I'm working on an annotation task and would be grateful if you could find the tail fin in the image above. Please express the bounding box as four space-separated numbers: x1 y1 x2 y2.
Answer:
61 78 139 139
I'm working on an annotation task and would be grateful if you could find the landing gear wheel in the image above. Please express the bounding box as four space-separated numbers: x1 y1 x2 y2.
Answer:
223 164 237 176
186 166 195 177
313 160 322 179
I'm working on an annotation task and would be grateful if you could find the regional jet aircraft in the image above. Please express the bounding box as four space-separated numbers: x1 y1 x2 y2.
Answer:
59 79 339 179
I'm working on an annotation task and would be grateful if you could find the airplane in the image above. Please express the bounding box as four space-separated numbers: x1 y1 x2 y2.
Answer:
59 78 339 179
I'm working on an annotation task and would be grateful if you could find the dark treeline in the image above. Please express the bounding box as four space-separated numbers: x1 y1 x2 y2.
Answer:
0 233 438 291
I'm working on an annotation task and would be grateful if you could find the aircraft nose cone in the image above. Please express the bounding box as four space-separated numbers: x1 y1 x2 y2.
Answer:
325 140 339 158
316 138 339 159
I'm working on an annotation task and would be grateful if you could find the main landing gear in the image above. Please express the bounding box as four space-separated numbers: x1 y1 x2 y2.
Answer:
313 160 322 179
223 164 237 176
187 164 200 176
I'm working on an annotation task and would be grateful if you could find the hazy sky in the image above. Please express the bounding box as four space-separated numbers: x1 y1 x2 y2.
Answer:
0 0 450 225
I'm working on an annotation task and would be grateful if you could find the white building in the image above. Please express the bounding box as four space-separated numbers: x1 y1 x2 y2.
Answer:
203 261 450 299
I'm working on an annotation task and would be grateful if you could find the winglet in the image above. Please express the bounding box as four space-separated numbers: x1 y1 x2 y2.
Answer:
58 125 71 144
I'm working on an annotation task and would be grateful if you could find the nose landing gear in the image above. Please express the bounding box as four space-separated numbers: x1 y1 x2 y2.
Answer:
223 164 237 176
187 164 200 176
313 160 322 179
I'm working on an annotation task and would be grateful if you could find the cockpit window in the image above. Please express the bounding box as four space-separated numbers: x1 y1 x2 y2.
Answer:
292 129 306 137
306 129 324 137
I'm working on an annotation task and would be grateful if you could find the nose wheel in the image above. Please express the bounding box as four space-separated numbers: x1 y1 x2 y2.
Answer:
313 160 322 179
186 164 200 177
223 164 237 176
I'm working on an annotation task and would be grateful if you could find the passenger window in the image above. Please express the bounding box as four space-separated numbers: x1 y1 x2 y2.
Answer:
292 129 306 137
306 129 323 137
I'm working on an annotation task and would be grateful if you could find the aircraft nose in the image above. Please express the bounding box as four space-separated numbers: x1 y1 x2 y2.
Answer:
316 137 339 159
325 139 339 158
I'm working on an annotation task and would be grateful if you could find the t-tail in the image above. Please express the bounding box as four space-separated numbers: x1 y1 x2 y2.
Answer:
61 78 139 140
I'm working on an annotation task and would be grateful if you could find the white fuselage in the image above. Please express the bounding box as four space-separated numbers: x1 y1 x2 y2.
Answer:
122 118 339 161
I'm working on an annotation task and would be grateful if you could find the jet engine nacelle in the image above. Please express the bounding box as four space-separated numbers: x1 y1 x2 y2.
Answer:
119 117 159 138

§ §

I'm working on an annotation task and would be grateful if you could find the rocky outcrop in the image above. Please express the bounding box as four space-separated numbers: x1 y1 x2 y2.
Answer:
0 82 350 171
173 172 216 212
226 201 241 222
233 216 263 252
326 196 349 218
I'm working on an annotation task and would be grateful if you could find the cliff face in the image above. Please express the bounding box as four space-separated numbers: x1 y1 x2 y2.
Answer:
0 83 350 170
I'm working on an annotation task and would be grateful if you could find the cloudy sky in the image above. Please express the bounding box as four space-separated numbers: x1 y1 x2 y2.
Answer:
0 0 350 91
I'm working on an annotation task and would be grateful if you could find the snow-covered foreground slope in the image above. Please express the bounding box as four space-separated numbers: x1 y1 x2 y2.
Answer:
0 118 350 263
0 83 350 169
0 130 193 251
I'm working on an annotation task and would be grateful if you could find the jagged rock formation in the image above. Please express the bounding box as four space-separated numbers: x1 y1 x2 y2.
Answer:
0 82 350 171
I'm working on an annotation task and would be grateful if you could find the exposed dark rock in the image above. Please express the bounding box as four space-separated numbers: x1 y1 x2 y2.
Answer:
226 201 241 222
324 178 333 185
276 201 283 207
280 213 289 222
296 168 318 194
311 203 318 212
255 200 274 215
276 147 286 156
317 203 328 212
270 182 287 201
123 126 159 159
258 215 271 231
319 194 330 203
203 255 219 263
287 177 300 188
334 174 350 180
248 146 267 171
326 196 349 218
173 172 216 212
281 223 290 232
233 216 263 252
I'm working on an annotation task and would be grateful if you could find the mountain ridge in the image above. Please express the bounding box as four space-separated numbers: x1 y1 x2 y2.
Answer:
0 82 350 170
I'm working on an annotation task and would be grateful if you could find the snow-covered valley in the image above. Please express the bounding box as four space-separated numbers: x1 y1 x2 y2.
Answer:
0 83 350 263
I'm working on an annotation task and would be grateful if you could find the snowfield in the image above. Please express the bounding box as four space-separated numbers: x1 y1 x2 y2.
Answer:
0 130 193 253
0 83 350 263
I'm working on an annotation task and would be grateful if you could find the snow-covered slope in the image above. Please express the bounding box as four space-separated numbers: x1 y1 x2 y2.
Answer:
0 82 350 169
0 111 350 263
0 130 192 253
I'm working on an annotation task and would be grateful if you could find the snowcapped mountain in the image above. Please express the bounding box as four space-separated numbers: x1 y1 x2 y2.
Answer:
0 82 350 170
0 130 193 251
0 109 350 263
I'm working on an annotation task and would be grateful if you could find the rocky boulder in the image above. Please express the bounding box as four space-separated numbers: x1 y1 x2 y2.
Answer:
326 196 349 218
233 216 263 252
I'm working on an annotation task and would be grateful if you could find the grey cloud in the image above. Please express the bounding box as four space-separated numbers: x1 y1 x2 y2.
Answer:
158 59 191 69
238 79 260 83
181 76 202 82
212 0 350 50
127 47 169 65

§ §

* [WHAT IS EXPECTED]: Please locate every row that contains the word "white" and copy each of those rows in full. Case counts.

* [TASK RESPONSE]:
I'm working on an annotation task and would be grateful if you could find the white building in the image above. Please express the bounding box as four space-separated numbers: x1 y1 x2 y2.
I'm working on an annotation task and would be grateful if you could find the white fuselage in the image above. Please express the bounding box as four space-separated numbers: x1 y1 x2 y2.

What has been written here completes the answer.